Entries taken from a collection:
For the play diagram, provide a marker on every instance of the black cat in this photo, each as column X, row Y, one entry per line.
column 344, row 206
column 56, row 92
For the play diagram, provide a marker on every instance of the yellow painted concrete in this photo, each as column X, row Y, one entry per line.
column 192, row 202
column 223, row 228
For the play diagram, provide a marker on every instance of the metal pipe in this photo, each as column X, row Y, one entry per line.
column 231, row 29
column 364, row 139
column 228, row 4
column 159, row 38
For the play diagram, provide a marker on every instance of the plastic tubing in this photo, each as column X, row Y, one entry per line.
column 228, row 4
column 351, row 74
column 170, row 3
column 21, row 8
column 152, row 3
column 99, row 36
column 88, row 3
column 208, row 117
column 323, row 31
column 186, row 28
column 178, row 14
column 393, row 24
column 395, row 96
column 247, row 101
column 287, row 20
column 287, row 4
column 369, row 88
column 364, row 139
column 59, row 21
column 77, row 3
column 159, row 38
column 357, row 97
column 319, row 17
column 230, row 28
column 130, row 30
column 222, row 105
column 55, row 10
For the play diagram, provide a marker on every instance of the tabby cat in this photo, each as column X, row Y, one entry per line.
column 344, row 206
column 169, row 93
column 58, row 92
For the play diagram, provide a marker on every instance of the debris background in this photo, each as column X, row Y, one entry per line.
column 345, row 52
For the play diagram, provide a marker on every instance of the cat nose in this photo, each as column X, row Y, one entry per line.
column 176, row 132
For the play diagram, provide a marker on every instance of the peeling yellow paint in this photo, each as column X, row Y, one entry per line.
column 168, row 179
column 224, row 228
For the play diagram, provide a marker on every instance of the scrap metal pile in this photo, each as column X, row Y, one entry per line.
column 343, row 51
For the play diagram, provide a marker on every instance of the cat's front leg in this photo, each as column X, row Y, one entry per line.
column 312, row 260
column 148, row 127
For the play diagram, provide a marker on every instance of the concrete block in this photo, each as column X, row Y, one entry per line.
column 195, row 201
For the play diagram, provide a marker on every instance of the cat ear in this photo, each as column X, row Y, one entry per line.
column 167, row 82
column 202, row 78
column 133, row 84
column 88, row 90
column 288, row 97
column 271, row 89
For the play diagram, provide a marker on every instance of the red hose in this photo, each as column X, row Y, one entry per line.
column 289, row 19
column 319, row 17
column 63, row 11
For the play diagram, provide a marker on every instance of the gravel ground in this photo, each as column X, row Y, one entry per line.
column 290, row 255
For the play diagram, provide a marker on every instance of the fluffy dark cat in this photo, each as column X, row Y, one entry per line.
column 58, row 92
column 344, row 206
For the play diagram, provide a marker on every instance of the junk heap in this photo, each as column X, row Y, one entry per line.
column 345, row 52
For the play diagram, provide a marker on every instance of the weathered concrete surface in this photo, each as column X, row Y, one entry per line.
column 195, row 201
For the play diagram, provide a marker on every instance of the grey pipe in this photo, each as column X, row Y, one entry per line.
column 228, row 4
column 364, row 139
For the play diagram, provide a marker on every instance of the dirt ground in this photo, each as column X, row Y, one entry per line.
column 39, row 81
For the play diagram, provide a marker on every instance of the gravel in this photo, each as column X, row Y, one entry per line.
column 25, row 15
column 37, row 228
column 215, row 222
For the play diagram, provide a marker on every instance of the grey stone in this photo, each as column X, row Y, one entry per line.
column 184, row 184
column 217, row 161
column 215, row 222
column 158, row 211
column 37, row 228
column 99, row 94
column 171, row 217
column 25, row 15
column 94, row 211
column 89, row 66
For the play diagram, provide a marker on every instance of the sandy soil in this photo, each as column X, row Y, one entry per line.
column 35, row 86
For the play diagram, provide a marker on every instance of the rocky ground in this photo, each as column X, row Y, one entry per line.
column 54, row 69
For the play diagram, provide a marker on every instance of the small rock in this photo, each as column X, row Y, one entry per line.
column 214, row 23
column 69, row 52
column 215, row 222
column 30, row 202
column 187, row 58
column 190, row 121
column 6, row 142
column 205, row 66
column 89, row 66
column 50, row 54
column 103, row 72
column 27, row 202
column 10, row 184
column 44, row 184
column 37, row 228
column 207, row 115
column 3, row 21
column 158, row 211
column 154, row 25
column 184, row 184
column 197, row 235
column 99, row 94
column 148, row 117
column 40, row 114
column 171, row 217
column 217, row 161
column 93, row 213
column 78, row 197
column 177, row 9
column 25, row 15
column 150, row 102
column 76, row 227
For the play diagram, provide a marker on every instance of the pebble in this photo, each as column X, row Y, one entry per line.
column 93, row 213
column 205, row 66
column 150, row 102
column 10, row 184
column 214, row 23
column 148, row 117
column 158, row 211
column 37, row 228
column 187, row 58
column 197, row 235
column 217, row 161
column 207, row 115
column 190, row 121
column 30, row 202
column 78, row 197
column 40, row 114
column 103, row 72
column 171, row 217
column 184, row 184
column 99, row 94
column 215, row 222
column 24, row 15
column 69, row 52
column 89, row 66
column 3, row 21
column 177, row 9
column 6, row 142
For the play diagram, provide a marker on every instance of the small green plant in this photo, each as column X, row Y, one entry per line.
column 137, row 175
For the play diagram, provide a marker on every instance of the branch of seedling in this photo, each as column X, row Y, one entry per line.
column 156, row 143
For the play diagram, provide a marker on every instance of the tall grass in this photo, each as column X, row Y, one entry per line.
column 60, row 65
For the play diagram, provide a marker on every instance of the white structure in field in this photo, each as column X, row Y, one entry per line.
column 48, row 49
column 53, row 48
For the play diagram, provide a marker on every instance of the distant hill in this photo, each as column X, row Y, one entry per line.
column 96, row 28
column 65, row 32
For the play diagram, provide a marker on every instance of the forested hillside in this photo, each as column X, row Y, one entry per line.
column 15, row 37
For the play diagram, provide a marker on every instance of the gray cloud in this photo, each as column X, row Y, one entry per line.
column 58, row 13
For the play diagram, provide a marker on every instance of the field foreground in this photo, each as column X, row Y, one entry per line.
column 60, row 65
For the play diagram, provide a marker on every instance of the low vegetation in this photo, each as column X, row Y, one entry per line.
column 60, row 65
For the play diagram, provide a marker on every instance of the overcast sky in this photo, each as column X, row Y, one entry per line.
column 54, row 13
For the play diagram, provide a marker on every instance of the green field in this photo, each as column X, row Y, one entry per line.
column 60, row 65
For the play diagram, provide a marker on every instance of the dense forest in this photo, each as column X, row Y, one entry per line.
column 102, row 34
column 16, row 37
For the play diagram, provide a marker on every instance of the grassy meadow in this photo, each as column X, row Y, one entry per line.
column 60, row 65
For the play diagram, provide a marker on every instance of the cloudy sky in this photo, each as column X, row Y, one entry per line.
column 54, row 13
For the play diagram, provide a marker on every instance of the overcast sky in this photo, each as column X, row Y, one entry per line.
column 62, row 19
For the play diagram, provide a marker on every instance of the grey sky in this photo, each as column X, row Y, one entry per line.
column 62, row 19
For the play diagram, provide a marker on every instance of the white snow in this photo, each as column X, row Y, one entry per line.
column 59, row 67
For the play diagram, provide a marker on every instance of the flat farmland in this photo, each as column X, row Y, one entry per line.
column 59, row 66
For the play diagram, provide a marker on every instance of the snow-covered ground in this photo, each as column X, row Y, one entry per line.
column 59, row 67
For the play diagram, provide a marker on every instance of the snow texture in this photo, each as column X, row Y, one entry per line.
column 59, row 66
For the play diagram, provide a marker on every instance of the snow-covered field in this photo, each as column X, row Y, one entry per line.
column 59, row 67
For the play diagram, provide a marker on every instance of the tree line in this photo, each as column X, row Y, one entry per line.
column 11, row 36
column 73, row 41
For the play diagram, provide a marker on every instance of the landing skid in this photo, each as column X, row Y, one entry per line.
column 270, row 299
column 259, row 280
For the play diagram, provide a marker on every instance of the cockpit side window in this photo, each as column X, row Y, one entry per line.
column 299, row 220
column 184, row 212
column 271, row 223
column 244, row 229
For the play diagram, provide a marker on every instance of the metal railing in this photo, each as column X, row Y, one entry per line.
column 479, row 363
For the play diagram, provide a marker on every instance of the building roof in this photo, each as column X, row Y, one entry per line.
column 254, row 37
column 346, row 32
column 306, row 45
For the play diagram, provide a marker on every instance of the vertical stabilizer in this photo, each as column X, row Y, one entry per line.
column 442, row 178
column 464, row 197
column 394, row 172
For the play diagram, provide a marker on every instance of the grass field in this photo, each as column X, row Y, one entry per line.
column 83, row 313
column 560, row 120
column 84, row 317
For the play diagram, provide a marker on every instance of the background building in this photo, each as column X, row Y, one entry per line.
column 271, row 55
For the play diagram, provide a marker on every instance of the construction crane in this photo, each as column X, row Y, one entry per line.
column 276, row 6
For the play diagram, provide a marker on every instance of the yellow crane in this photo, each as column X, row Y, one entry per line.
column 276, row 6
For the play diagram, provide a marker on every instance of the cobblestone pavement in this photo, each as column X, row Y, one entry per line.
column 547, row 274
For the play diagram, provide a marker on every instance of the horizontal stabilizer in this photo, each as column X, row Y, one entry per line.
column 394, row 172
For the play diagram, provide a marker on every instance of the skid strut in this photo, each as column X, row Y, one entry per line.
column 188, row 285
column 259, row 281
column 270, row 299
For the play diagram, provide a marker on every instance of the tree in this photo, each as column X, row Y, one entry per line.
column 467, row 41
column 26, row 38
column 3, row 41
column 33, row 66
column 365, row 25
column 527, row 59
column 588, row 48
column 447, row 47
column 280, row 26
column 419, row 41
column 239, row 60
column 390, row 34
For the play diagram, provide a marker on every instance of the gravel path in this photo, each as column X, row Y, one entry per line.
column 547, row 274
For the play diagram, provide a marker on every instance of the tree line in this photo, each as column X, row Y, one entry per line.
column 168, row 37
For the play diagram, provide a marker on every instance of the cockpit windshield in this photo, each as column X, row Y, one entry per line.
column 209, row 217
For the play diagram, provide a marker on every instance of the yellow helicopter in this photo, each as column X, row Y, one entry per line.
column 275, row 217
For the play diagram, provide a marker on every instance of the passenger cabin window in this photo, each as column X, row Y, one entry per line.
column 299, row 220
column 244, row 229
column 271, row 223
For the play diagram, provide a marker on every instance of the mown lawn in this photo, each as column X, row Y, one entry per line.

What you have to do:
An exact copy of the lines from the one with "of the passenger" to the final line of the entries is all that the answer should hold.

Exercise answer:
For the play diagram, provide a marker on every instance of the passenger cabin window in this photo, each as column X, row Y, one entry per line.
column 299, row 220
column 244, row 229
column 271, row 223
For the play diagram, provide a marker on every instance of the mown lawn in this photo, each as column X, row Y, one entry per line.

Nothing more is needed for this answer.